## À FAIRE:
Recopiez sans rien changer le passage de la présentation du roman qui va de « Et puis soudain, quelque » jusqu'à « de sens autodestructrice. ».

## EXTRAIT DU DOCUMENT:

==*==

Aniss EL HAMOURI, Comme un frisson, Vide Cocagne, 2017, 163 p., 20 euros, ISBN-13: 979-1090425798
Un sentiment de vide a envahi Renata. Inexplicable et diffus, il la paralyse (elle tente, vainement, d’envoyer un manuscrit qu’elle a rédigé à des éditeurs) et la fait se complaire dans les vestiges d’une relation amoureuse passée. Renata est désespérément seule avec elle-même.
Et puis soudain, quelque chose d’inattendu… À l’approche du danger, une vibration sourde résonne dans sa boîte crânienne. Elle a l’impression de pouvoir percevoir la menace avant même qu’elle n’arrive. C’est cette sensation, et sa rencontre avec Corbeau et Beluga, deux marginaux magnifiques, qui va pousser Renata à tester ses propres limites. Ensemble, le trio va s’autoriser les pires excès et s’enfoncer lentement, mais surement dans une quête de sens autodestructrice.

==*==

## DONNÉES:

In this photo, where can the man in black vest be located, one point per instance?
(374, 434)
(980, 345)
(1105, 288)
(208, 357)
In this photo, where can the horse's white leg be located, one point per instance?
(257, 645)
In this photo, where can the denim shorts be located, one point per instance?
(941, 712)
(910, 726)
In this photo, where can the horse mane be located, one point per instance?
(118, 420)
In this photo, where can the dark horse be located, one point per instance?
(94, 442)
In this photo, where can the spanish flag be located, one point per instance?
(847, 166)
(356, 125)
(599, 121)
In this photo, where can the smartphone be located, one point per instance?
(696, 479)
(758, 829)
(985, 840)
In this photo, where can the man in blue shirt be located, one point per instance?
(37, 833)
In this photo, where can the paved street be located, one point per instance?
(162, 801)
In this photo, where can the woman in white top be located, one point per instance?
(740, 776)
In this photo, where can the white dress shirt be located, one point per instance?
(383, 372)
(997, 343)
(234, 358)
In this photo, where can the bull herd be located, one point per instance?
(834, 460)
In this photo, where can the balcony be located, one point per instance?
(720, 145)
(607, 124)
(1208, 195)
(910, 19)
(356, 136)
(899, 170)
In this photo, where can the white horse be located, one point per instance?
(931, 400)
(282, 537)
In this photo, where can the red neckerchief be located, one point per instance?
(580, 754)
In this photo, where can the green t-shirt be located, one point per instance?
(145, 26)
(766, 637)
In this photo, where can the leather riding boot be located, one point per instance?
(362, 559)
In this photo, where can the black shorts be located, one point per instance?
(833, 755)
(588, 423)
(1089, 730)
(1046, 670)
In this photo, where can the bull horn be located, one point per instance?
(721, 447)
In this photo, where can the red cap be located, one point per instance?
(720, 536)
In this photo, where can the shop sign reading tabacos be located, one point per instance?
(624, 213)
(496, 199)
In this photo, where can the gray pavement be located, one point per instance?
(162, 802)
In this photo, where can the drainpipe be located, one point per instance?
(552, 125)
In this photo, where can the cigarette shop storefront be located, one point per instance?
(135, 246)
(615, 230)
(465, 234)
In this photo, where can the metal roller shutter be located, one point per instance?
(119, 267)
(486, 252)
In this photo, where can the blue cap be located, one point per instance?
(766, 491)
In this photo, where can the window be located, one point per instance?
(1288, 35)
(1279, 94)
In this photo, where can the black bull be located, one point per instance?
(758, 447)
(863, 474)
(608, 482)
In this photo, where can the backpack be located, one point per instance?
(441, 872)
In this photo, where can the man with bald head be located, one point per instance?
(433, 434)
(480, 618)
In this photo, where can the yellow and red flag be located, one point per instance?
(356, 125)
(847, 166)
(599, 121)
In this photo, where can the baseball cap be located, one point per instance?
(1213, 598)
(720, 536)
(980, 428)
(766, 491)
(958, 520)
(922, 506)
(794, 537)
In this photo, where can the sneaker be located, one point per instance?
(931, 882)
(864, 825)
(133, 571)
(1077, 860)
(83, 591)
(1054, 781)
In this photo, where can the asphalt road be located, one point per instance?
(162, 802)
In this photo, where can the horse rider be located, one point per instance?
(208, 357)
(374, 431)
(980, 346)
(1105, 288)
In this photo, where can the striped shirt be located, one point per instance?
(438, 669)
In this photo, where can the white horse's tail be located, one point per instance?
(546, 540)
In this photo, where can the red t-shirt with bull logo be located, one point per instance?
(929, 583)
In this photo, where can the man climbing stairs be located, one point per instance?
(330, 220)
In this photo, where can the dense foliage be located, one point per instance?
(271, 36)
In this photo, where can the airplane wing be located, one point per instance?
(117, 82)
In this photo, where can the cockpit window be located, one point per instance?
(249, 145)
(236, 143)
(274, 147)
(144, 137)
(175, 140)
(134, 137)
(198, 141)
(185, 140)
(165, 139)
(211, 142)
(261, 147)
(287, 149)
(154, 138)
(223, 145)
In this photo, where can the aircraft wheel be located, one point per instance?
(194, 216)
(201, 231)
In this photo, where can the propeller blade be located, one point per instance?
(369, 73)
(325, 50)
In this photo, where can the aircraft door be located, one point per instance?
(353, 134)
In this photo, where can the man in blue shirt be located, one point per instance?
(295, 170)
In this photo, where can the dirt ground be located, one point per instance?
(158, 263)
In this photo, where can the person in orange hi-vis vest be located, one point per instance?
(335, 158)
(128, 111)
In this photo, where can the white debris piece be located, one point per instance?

==*==

## CORRIGÉ:
Et puis soudain, quelque chose d’inattendu… À l’approche du danger, une vibration sourde résonne dans sa boîte crânienne. Elle a l’impression de pouvoir percevoir la menace avant même qu’elle n’arrive. C’est cette sensation, et sa rencontre avec Corbeau et Beluga, deux marginaux magnifiques, qui va pousser Renata à tester ses propres limites. Ensemble, le trio va s’autoriser les pires excès et s’enfoncer lentement, mais surement dans une quête de sens autodestructrice.